In this case, the property division clearly favors the wife. The trial court's judgment does not indicate its reasons for awarding the husband so little from the marital estate. We note that fault in causing the breakdown of the marriage is one factor the trial court may consider in fashioning its property division and alimony award. See Ex parte Drummond, supra. However, the trial court made no finding of fault regarding either party's conduct contributing to the breakdown of the marriage. Furthermore, even if the recent monthly mortgage loan payments and the bulk of the recent renovation costs were actually paid by the wife, those facts do not justify a failure to award the husband a share of his contributions to the marital assets acquired during 21 years of marriage. The marital residence was purchased jointly in 1986 and was "used regularly for the common benefit of the parties during their marriage." See § 30-2-51(a), Ala. Code 1975.
We would not need to scrutinize the property division so closely if the trial court had awarded the husband more of the other marital assets or even alimony to compensate him for contributing to the marital estate. The husband references this court's decision in Courtright v. Courtright, 757 So.2d 453 (Ala.Civ.App. 2000), as authority supporting his position that the trial court abused its discretion by failing to award him a share of the equity in the marital residence. In that case, the parties had been married for 30 years and the wife's salary was only half of the husband's salary. The trial court awarded over 80% of the assets to the husband, while evenly dividing the marital debts between the two parties. In Courtright, we concluded that based on the length of the marriage and the disparity in the parties' incomes, the property division was inequitable.

§ QUESTIONS ON THE MATERIAL
A) Return the opinion excerpt from "We would not" to "division was inequitable.".
B) Answer these from the opinion excerpt:
(i) In what year was the marital residence purchased?
(ii) How many years had the parties in Courtright been married?
(iii) What share of the assets did the Courtright trial court award to the husband?
C) Translate this sentence from the opinion excerpt into Spanish: "The trial court's judgment does not indicate its reasons for awarding the husband so little from the marital estate."
Answer from the opinion excerpt only; draw on no other source.

§ RECORDS SUPPLIED

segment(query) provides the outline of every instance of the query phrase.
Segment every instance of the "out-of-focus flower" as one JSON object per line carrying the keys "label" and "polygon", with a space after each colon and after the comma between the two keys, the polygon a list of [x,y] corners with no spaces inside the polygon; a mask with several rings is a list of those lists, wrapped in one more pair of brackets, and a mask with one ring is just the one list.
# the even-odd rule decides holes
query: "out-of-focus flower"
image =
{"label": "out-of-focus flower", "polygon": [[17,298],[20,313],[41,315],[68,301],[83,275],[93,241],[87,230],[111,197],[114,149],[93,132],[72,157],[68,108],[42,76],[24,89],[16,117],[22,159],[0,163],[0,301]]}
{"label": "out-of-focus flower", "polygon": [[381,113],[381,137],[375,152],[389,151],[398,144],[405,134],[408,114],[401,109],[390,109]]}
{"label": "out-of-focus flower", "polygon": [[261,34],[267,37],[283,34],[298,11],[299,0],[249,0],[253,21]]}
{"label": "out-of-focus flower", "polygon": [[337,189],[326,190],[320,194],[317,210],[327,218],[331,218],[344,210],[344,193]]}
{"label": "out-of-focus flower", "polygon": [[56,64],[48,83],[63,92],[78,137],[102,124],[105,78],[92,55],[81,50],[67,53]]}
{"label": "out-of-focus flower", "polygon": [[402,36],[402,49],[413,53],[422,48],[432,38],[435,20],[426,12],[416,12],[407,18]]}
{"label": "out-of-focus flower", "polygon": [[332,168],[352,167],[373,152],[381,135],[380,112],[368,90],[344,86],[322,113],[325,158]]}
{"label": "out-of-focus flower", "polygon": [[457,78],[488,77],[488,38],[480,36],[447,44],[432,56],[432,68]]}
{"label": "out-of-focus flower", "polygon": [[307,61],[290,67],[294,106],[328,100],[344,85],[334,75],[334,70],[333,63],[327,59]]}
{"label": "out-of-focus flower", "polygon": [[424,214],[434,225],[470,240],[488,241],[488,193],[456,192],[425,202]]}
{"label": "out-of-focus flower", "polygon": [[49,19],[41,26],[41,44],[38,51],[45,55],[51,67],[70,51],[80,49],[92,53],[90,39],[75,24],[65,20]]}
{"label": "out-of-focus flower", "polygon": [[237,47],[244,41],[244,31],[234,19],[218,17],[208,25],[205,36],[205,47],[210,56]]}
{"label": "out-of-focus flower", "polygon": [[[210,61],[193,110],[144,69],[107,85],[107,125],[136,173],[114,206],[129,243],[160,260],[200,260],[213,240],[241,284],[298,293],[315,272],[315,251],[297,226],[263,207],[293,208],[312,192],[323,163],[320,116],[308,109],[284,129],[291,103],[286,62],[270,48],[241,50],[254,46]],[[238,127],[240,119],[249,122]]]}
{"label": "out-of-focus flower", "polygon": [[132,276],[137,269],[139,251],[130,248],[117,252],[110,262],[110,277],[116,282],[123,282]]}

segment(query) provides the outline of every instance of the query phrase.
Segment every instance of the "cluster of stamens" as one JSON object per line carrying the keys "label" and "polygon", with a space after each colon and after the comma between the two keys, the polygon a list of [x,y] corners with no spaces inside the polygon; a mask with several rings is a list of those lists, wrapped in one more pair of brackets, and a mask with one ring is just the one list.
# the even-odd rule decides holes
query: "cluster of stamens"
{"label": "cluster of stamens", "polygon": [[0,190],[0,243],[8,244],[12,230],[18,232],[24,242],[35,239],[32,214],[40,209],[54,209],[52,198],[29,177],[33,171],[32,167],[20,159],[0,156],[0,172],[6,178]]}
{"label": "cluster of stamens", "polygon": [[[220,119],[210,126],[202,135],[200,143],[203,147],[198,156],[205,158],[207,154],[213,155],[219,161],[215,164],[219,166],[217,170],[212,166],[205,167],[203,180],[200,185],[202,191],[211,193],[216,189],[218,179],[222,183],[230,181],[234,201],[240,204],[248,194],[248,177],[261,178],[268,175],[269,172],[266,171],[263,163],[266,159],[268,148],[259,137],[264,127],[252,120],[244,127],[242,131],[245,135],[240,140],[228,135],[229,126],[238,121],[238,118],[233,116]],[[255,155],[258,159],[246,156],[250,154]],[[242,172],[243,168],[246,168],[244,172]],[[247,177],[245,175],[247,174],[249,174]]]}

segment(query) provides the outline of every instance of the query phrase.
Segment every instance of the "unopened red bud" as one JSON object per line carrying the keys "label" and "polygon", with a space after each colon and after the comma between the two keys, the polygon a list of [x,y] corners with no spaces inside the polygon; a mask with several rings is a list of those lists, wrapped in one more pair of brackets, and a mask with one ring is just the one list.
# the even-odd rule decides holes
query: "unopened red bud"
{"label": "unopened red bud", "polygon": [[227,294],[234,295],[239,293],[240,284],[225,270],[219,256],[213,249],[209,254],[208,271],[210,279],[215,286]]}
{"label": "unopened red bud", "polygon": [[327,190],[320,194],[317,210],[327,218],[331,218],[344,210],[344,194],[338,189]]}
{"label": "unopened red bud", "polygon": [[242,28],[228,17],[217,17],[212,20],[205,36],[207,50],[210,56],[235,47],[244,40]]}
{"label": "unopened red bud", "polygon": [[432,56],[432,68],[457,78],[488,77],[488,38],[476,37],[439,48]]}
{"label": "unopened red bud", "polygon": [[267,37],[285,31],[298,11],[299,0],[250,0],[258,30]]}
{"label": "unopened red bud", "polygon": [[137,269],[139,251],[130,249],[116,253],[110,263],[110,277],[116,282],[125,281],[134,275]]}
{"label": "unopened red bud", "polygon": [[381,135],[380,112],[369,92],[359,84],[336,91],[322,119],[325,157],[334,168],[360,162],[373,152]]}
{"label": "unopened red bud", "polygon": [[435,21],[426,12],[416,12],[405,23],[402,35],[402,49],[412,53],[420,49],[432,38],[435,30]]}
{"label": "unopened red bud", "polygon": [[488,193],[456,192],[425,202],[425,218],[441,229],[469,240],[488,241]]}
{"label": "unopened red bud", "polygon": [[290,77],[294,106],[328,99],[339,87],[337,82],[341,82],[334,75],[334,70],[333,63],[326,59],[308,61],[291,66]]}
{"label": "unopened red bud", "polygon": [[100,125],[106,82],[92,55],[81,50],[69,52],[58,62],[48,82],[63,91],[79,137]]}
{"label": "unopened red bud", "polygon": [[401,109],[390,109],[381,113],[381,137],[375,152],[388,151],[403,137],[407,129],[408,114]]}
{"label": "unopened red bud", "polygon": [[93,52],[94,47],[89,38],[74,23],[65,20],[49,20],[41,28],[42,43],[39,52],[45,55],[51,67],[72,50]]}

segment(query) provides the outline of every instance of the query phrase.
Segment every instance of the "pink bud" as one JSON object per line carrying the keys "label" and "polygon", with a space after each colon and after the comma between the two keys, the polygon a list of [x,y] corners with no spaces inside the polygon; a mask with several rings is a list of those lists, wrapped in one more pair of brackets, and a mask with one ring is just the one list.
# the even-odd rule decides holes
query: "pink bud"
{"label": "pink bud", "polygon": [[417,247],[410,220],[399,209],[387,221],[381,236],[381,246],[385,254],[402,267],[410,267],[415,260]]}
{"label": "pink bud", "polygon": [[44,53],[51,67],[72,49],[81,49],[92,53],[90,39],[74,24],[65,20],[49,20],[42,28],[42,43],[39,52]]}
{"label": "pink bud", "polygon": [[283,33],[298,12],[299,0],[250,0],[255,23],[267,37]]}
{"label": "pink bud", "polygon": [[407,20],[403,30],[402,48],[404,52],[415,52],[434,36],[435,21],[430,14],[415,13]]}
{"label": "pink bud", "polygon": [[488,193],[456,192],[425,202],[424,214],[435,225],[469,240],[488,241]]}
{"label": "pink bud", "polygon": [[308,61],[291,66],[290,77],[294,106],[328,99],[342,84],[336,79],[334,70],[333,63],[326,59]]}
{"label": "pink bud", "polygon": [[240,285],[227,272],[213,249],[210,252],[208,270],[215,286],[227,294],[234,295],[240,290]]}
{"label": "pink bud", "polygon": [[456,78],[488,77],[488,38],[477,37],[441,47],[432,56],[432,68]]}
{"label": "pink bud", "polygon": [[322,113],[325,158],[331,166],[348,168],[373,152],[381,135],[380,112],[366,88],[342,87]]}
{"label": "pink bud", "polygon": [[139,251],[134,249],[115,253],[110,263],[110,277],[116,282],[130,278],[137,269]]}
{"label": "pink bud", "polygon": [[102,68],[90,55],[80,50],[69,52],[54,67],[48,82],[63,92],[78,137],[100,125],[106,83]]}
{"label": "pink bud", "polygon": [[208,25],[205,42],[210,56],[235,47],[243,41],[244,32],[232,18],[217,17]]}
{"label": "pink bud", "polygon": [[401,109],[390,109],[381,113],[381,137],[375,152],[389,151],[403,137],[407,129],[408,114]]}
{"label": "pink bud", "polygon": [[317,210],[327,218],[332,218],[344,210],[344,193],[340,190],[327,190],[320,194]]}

§ RESPONSES IN ORDER
A)
We would not need to scrutinize the property division so closely if the trial court had awarded the husband more of the other marital assets or even alimony to compensate him for contributing to the marital estate. The husband references this court's decision in Courtright v. Courtright, 757 So.2d 453 (Ala.Civ.App. 2000), as authority supporting his position that the trial court abused its discretion by failing to award him a share of the equity in the marital residence. In that case, the parties had been married for 30 years and the wife's salary was only half of the husband's salary. The trial court awarded over 80% of the assets to the husband, while evenly dividing the marital debts between the two parties. In Courtright, we concluded that based on the length of the marriage and the disparity in the parties' incomes, the property division was inequitable.

B)
(i) 1986
(ii) 30 years
(iii) Over 80%

C) La sentencia del tribunal de primera instancia no indica sus razones para adjudicar al esposo tan poco del patrimonio conyugal.